_Document section_:
+---+
The flexion torque (A) and extension torque (B) were recorded using each instrument.

https://doi.org/10.1371/journal.pone.0192687.g002

Study 2: Reference for trunk muscle torque and its relationship with aging

In study 2, the mean age of the participants was 53.2 ± 15.9 (range 18–89) years in males and 54.6 ± 15.0 (range 18–84) years in females, and there was no significant difference between genders. Based on the 10-day survey, one of 816 subjects (0.12%) had mild lumbar pain during the measurement, but the pain disappeared shortly without medical treatment. Also, there was no evident injury on any imaging studies.
+---+
_Material provided_:
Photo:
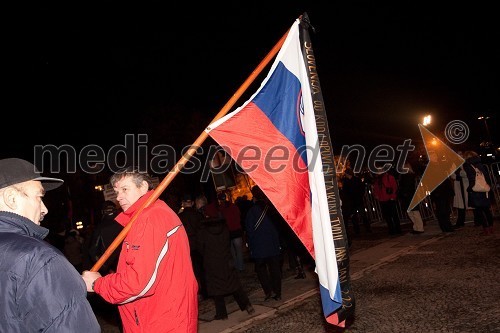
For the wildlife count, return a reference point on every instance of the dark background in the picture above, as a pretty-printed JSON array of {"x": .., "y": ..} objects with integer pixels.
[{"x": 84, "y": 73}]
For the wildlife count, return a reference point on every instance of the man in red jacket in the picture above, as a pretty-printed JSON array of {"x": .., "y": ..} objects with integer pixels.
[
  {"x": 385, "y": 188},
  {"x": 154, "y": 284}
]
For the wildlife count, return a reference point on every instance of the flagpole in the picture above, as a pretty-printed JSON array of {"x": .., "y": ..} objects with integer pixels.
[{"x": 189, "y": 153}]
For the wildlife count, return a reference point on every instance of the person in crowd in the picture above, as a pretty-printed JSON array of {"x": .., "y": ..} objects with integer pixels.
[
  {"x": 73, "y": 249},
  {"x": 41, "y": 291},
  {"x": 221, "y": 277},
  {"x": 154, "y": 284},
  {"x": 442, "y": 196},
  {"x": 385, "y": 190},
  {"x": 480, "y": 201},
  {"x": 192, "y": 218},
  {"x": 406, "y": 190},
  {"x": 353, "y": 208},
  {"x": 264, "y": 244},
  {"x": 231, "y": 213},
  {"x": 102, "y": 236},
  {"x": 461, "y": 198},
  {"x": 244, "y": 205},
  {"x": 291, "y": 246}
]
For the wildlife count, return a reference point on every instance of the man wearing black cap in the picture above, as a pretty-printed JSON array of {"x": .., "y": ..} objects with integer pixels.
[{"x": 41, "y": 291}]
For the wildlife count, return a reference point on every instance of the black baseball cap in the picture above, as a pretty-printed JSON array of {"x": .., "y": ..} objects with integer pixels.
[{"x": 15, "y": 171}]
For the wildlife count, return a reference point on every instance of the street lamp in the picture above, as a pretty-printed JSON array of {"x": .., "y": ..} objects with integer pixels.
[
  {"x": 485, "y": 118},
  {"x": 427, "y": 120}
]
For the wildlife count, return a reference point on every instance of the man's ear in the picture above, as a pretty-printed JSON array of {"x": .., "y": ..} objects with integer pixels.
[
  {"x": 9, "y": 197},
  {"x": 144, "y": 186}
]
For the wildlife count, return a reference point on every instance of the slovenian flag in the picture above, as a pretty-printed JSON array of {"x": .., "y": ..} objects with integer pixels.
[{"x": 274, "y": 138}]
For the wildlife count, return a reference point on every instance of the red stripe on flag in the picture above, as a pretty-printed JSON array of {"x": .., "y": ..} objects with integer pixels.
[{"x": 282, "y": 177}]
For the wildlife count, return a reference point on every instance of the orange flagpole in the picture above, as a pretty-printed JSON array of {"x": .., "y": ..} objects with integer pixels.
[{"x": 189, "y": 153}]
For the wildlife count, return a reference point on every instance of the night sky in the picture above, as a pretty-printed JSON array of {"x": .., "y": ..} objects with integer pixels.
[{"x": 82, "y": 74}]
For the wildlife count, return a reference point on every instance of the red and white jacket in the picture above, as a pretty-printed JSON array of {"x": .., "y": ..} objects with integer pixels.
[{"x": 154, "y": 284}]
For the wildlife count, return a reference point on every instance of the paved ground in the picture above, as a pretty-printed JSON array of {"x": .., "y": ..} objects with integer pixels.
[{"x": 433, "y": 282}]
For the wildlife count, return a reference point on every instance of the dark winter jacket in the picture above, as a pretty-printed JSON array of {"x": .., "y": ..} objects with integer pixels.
+---+
_Work instructions_: Continue the trunk muscle torque study text, picking up after its last sentence.

_Answer section_:
Flexion and extension torque in males was 6.0 ±1.5 Nm/kg and 2.9 ±0.9 Nm/kg, respectively, and in females was 4.2 ±1.4 Nm/kg and 2.1 ±0.8 Nm/kg, respectively (Table 2). The young adult reference and the lower limit was derived from analysis of 96 young healthy males (Table 3). The young adult reference for flexion torque was 3.4 ±0.7 Nm/kg and the lower limit was 2.0 Nm/kg, while the reference for extension torque was 6.2 ±1.6 Nm/kg and the lower limit was 3.0 Nm/kg. In 113 young and healthy females, the young adult reference for flexion torque was 2.4 ±0.8 Nm/kg and the lower limit was 0.8 Nm/kg, while that of extension torque was 4.1 ±1.2 Nm/kg and the lower limit was 1.7 Nm/kg. The ratio of trunk sarcopenia under the lower limit in trunk muscle torque increased with aging, and a significant difference was observed after 60 years of age (Fig 3). Furthermore, the ratio of sarcopenia in flexion torque was higher than that of extension torque.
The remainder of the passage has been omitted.